▶ _EXERCISE REQUIREMENTS_: The data shown below should all be retyped exactly.

▶ _MATERIAL SUPPLIED_:
BEGIN
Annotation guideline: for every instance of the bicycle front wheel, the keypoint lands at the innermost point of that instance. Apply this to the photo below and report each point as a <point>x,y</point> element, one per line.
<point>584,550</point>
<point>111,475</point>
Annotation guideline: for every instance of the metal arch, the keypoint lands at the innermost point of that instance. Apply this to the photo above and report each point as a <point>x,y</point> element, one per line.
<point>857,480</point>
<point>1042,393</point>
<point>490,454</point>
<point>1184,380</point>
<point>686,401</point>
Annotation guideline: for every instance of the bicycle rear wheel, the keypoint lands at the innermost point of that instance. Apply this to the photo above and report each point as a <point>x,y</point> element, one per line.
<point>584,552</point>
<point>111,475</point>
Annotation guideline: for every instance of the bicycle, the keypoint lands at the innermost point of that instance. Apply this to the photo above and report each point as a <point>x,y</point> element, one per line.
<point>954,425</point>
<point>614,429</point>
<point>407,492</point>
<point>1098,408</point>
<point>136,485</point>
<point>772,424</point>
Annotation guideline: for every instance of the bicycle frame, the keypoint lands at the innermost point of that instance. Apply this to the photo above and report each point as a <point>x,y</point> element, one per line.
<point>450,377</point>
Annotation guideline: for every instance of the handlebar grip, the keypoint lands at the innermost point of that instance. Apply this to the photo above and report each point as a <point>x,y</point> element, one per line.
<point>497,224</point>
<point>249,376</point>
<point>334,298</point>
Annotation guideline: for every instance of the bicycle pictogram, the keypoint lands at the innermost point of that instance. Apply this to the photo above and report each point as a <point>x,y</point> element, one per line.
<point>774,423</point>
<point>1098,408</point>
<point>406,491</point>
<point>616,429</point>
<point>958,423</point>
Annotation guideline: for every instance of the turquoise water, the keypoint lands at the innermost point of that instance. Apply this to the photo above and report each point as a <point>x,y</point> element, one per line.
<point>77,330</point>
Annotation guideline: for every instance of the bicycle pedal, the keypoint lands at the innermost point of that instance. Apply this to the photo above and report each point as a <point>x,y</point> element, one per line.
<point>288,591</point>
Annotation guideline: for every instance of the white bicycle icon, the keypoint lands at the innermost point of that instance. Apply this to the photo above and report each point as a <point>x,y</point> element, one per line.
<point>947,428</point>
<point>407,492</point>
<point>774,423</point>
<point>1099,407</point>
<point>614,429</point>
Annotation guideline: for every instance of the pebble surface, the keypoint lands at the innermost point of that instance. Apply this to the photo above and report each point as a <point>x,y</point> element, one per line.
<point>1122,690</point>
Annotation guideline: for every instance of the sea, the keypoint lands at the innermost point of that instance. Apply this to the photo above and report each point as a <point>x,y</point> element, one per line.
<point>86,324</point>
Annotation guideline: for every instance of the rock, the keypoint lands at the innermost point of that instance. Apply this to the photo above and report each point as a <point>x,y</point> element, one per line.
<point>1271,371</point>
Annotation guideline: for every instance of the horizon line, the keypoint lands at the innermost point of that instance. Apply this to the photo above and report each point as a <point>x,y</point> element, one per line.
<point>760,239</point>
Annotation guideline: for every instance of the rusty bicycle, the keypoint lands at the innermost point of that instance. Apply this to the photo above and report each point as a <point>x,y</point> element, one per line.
END
▶ _OUTPUT OF THE TASK_:
Annotation guideline: for every instance of the bicycle front wheel, the keypoint lands at the innermost point of that instance. Apply this to the photo below and report each point as a <point>x,y</point> element, one per line.
<point>584,550</point>
<point>111,475</point>
Annotation guideline: for every instance of the metal arch, the keypoint lands at the innermost point of that instance. Apply this to the photo above and report each point as a <point>x,y</point> element, one per line.
<point>857,480</point>
<point>1042,393</point>
<point>490,454</point>
<point>1184,380</point>
<point>686,401</point>
Annotation guideline: for every instance of the bicycle rear wheel, the keypoint lands at the innermost point of that instance. Apply this to the photo above and report each point as a <point>x,y</point> element, one per line.
<point>584,552</point>
<point>111,475</point>
Annotation guideline: for every instance of the bicycle, the keypoint lands at the innermost point of that instance. Apply this to the photo above and report each point as a <point>x,y</point> element, one per line.
<point>954,425</point>
<point>614,429</point>
<point>407,492</point>
<point>1098,408</point>
<point>136,485</point>
<point>772,424</point>
Annotation guideline: for every instance of the bicycle frame, the keypoint lands at the innermost point of that instance. Apply this to the photo above and report each point as a <point>x,y</point> element, one per line.
<point>450,377</point>
Annotation guideline: for every instance of the handlebar grip, the keypoint lands at the innermost point of that instance. Apply this to the photo above and report each point as a <point>x,y</point> element, one per line.
<point>497,224</point>
<point>249,376</point>
<point>334,298</point>
Annotation guideline: for every instance of the bicycle pictogram, the keypoint lands at the innermost point of that instance. Apply this to the photo above and report each point as a <point>x,y</point> element, one per line.
<point>774,423</point>
<point>1098,408</point>
<point>406,491</point>
<point>616,429</point>
<point>958,423</point>
Annotation guideline: for every instance of the turquoise water, the keypoint lands at the innermost point of that instance. Apply this to the photo above and report each point as a <point>x,y</point> element, one per line.
<point>77,330</point>
Annotation guideline: for every instance of the bicycle pedal, the keypoint lands at the innermost point of that instance. Apply this to the photo above and report each point as a <point>x,y</point> element, one per line.
<point>288,591</point>
Annotation guideline: for every instance of the white bicycle icon, the keypoint lands at the innermost point of that instance. Apply this to the photo above and report each point as a <point>x,y</point> element, one per line.
<point>947,428</point>
<point>407,492</point>
<point>774,423</point>
<point>1099,407</point>
<point>614,429</point>
Annotation guideline: for every instance of the pebble surface, the keypoint lands at the innermost point of that instance. Apply this to the photo above and report each point as a <point>x,y</point> element, one per line.
<point>1122,690</point>
Annotation guideline: for every instance of the sea, the keypoint lands at the innermost point of that instance. Apply this to the photo above and report each point as a <point>x,y</point> element, one per line.
<point>86,324</point>
Annotation guideline: for every instance of the rock, the keypoint lands at the innermost point of that instance. Apply this to the photo above and report each point as a <point>x,y</point> element, one per line.
<point>1271,371</point>
Annotation guideline: for every instance of the horizon line, the keypoint lands at the innermost point of that instance. Apply this to the photo above and report each point as a <point>x,y</point> element, one per line.
<point>760,239</point>
Annotation guideline: for every instance of the rusty bicycle, the keypoint lands at the innermost point of that instance. Apply this to the photo above and report each point as a <point>x,y</point> element, one per line.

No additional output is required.